* **AIM OF THE TASK**
The records are to be copied word for word, and the pictures dropped.

── THE RECORDS ──

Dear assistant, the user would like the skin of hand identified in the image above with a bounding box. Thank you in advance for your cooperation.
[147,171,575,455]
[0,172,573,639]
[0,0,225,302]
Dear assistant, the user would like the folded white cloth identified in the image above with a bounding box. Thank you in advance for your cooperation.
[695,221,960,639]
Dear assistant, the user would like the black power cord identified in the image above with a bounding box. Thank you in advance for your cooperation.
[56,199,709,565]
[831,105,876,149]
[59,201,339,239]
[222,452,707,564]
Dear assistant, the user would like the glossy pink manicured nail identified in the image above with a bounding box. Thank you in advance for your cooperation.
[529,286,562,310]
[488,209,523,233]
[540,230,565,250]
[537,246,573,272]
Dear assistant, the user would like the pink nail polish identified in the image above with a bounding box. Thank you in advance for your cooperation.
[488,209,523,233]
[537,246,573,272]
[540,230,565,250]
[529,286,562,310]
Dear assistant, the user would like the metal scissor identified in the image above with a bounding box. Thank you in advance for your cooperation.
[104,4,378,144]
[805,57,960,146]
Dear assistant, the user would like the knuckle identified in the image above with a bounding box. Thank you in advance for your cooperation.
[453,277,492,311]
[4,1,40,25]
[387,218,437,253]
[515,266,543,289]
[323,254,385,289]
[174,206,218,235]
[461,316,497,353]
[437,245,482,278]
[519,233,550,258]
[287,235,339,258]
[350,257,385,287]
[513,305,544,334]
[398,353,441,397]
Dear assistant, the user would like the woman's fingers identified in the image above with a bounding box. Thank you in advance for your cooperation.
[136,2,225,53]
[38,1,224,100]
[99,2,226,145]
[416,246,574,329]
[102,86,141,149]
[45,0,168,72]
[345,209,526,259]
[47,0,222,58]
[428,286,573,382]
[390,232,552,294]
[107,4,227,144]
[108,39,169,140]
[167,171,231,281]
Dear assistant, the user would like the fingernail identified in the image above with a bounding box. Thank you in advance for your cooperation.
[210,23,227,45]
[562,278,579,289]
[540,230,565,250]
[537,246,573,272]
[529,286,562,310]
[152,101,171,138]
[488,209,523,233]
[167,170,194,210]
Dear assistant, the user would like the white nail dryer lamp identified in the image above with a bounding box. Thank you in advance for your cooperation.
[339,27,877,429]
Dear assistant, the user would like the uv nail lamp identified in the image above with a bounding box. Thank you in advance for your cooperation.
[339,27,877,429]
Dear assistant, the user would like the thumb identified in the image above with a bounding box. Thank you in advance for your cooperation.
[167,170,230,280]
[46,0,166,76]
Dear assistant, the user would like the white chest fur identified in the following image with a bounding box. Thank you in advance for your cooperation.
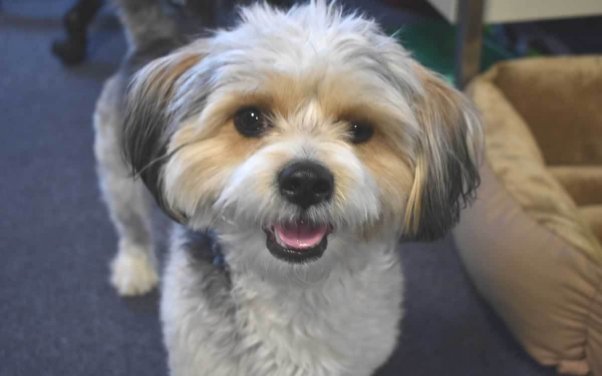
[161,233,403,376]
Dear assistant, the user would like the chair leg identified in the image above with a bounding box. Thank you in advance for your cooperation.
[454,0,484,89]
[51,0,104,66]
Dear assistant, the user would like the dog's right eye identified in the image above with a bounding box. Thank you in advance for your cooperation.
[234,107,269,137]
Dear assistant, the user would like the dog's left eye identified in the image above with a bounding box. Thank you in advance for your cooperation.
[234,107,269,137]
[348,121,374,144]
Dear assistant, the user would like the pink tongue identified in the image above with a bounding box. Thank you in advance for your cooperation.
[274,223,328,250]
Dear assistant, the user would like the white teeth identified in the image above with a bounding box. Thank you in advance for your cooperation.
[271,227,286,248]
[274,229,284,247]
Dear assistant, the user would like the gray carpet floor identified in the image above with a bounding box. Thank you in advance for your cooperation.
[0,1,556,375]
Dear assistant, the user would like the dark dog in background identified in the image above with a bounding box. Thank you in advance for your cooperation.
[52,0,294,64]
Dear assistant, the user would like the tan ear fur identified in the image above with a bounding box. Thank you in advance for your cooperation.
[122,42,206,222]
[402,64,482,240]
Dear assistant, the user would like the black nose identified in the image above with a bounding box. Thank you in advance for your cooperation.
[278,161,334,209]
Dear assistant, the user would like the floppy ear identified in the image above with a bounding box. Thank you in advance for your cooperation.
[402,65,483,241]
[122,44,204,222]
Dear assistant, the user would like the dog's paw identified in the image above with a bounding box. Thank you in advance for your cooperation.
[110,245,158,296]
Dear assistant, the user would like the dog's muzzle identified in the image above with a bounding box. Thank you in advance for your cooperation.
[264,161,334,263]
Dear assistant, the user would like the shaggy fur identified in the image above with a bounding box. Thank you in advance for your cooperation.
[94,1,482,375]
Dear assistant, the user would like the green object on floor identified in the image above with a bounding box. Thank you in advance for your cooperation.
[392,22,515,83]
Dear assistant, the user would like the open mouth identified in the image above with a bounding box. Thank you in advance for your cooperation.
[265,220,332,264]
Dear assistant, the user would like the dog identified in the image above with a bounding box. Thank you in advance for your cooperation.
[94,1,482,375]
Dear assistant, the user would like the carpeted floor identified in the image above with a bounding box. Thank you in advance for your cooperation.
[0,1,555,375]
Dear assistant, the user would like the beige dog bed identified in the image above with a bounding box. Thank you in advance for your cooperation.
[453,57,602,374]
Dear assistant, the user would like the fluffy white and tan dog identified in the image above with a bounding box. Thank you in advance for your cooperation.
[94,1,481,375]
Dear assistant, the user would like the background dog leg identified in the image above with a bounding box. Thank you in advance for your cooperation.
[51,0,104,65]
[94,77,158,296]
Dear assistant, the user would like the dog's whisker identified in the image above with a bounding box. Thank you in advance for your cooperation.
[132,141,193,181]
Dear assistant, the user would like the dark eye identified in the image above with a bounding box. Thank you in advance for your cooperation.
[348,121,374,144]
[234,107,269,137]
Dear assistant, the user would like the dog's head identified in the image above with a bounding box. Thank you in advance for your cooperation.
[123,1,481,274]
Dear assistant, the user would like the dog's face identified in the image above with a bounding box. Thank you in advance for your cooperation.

───

* **WORKED SOLUTION**
Dear assistant, the user would like the skin of hand identified in the image above with a bounding box. Thank you in advance for your cooperation.
[147,171,575,455]
[0,172,573,639]
[0,0,225,302]
Dear assistant, the user would like the folded white cloth identified in the image above with a bounding box. Thank you in advance for your cooperation.
[695,221,960,639]
Dear assistant, the user would like the black power cord identified in the image above with a bounding box. Thank you in advance for your cooperation.
[56,199,709,565]
[831,105,876,149]
[59,201,339,239]
[222,452,707,564]
Dear assistant, the user would like the glossy pink manicured nail identified in the image above with a bounding box. Thank you in advance for your cooperation.
[529,286,562,310]
[488,209,523,233]
[540,230,565,250]
[537,246,573,272]
Dear assistant, the user would like the pink nail polish identified in the image above with a bounding box. Thank you in advance for your cooperation.
[488,209,523,233]
[537,246,573,272]
[540,230,565,250]
[529,286,562,310]
Dear assistant, the user would like the metal scissor identified in the image above with a bounding box. Thank you in advance for your cooperation.
[104,4,378,144]
[805,57,960,146]
Dear assistant, the user would like the knuckle identified in the image above with a bounding box. Thank you in advance for your cooperation.
[453,277,492,311]
[4,1,40,25]
[387,218,437,253]
[515,266,543,289]
[323,254,385,289]
[174,206,218,235]
[461,316,497,353]
[437,245,482,278]
[519,233,550,258]
[287,235,339,258]
[350,257,385,287]
[513,305,544,334]
[398,353,441,397]
Dear assistant, the user would like the woman's fingers identified in the image above with a bounding box. Thank you in advance for your cooperation.
[136,2,225,53]
[38,1,224,100]
[99,2,226,145]
[416,246,574,329]
[102,86,141,149]
[45,0,168,72]
[345,209,526,259]
[47,0,222,58]
[428,286,573,382]
[390,232,552,294]
[107,4,227,144]
[108,39,169,140]
[167,171,231,281]
Dear assistant, the user would like the fingernail identified in the image above with a bounding box. Thank you in advance for your cooperation.
[210,23,227,45]
[562,278,579,289]
[540,230,565,250]
[537,246,573,272]
[529,286,562,310]
[152,101,171,138]
[488,209,523,233]
[167,170,194,210]
Dear assistant, the user would like the white nail dryer lamp identified in the image above with a bounding box. Thank you in advance for your cooperation.
[339,27,877,429]
Dear assistant, the user would like the uv nail lamp identified in the image above with a bounding box. Thank you in advance for your cooperation.
[339,27,877,429]
Dear assistant, the user would like the thumb identified in the image above with a bounding box. Thank you in advance for your cooperation.
[167,170,230,280]
[46,0,166,76]
Dear assistant, the user would like the white chest fur identified in the following image with a bounding box. Thank you in advance for your cooperation.
[161,233,403,376]
Dear assistant, the user would like the chair leg identified in the image above with a bounding box. Thank you in advance for your cooperation.
[454,0,484,89]
[51,0,104,66]
Dear assistant, the user would like the dog's right eye identified in the image above with a bounding box. Thank you in advance for your cooperation.
[234,107,269,137]
Dear assistant, the user would like the dog's left eye identified in the image above with a bounding box. Thank you in advance for your cooperation.
[234,107,269,137]
[348,121,374,144]
Dear assistant, the user would like the pink tongue identified in the image above with a bounding box. Thank you in advance for your cooperation.
[274,223,328,250]
Dear assistant, the user would like the white teeth identified in the image above with a bounding box. Thank you in advance for your cooperation.
[271,227,286,248]
[274,229,284,247]
Dear assistant, the user would like the gray carpet floor identified in the image above with a bounding box. Thank you in advance for your cooperation.
[0,1,556,375]
Dear assistant, the user would like the dark dog in background identified in the image above with a bounding box. Thank you in advance for your cooperation.
[52,0,294,64]
Dear assistant, the user would like the tan ear fur identified in the image above with a bounding box. Thank you in advance for your cooperation.
[122,42,206,222]
[402,64,482,240]
Dear assistant, the user would like the black nose identified in the image above with a bounding box. Thank you in advance for your cooperation.
[278,161,334,209]
Dear assistant, the user would like the floppy ear identified in the image above with a bounding box. Thank you in advance for your cooperation.
[402,65,483,241]
[122,44,204,222]
Dear assistant, the user would like the dog's paw identified in the image above with a bounding box. Thank you in advance for your cooperation.
[110,245,158,296]
Dear assistant, the user would like the dog's muzzle identified in the image above with a bounding box. Thank you in advance for your cooperation.
[264,161,334,263]
Dear assistant, the user would like the shaggy fur identified in the image above with a bounding box. Thank you in advance for your cooperation.
[94,1,482,375]
Dear assistant, the user would like the green object on floor identified in the image above with a bounding box. Thank you in advance for your cooperation.
[392,22,515,83]
Dear assistant, the user would like the open mouth identified in the image above with a bounding box. Thank you in advance for your cooperation.
[265,220,332,264]
Dear assistant, the user would like the dog identified in the image above with a bounding box. Thank you in advance for your cooperation.
[94,1,482,375]
Dear assistant, the user would like the carpeted floor identified in the image above with a bounding box. Thank you in advance for your cooperation.
[0,1,555,375]
Dear assistant, the user would like the beige dog bed identified in the image above with a bounding box. Thank you in advance for your cooperation.
[453,57,602,374]
Dear assistant, the user would like the fluffy white and tan dog identified in the image above with a bounding box. Thank you in advance for your cooperation.
[94,1,481,375]
Dear assistant, the user would like the background dog leg identified in the image above with a bounding box. Thank you in advance for your cooperation.
[51,0,104,65]
[94,77,158,296]
Dear assistant, the user would like the dog's whisker identified in the image above with a bounding box. Thank you in advance for your cooperation.
[132,141,193,181]
Dear assistant, the user would like the dark eye identified in the image above with a bounding box. Thank you in advance for your cooperation.
[348,121,374,144]
[234,107,269,137]
Dear assistant, the user would like the dog's head identified in the image above with a bounding box. Thank you in advance for your cooperation.
[123,1,481,274]
Dear assistant, the user would like the dog's face identified in the image above with a bounding box. Thank you in advance for your cooperation.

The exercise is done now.